PROVIDED MATERIAL -
◆ ◆ ◆ ◆ ◆ ◆ ◆

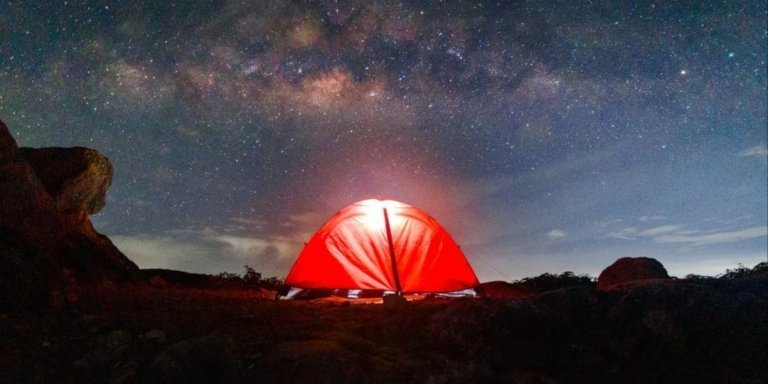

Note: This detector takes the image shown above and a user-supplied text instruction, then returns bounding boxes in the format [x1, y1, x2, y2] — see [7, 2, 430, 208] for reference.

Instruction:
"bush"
[718, 262, 768, 279]
[512, 271, 596, 292]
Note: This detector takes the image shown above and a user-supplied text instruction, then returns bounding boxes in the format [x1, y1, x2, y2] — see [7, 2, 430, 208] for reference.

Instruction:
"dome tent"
[285, 199, 478, 293]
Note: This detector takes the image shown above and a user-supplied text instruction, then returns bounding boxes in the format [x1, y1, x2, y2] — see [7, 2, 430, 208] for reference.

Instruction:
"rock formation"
[597, 257, 669, 290]
[0, 118, 138, 308]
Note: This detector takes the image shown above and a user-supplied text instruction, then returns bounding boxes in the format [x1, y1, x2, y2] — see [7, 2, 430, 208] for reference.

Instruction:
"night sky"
[0, 0, 768, 281]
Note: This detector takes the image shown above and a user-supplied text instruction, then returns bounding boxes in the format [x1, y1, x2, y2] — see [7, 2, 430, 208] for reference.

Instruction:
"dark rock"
[597, 257, 669, 290]
[475, 281, 530, 300]
[254, 340, 373, 383]
[150, 335, 240, 383]
[21, 147, 112, 214]
[0, 118, 138, 308]
[73, 330, 138, 384]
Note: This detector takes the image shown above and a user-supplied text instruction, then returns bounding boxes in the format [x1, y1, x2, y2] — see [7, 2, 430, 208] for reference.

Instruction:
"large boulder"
[21, 147, 112, 214]
[0, 117, 138, 309]
[597, 257, 669, 291]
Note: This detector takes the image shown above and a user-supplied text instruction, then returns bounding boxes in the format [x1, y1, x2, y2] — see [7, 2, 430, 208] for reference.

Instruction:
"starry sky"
[0, 0, 768, 281]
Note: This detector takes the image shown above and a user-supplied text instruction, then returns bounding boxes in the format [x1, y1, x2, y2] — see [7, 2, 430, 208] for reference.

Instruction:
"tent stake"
[384, 207, 403, 296]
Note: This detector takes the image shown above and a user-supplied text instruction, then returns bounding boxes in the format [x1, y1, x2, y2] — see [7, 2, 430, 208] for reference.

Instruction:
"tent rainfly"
[285, 199, 478, 293]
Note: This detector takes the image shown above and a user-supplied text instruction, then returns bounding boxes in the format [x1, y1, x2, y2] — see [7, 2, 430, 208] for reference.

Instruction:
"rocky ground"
[0, 276, 768, 383]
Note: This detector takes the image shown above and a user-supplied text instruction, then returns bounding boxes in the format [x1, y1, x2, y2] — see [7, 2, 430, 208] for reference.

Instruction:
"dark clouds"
[0, 1, 768, 277]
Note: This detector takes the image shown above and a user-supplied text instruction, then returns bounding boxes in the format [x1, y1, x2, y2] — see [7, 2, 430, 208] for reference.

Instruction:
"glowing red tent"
[285, 200, 478, 292]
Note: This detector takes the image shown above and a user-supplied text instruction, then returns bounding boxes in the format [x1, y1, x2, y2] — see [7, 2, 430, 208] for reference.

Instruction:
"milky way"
[0, 1, 768, 280]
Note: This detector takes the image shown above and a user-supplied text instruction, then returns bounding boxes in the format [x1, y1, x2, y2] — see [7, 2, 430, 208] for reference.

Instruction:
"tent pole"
[384, 207, 403, 296]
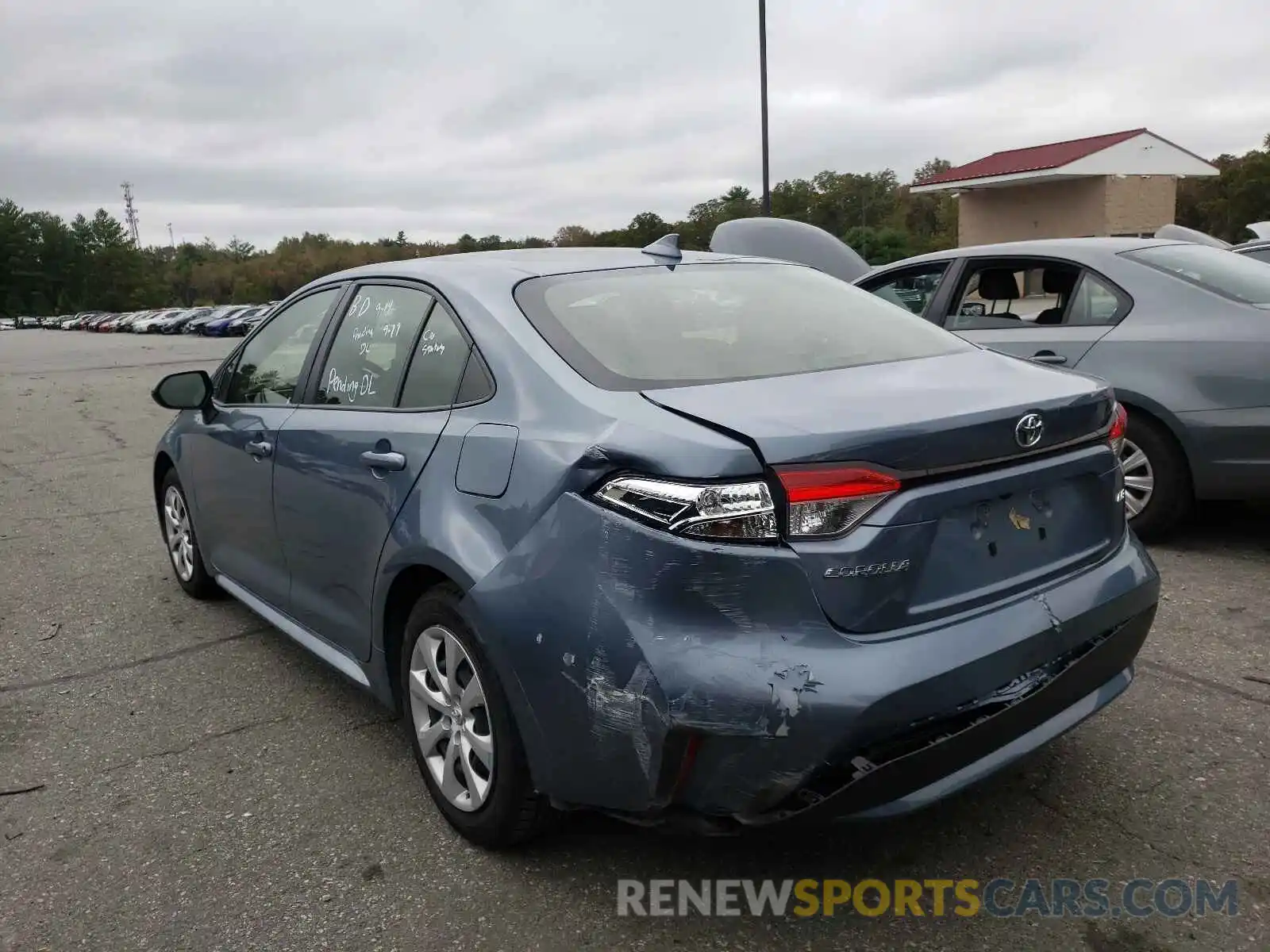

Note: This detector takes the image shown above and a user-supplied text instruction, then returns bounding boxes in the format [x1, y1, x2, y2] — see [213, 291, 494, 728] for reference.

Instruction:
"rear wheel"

◆ ◆ ◆ ◆ ◆ ◆ ◆

EXERCISE - State how many lines of the items above contain the string "tent". Reply with the number alone.

SOLUTION FOR THIS TASK - 5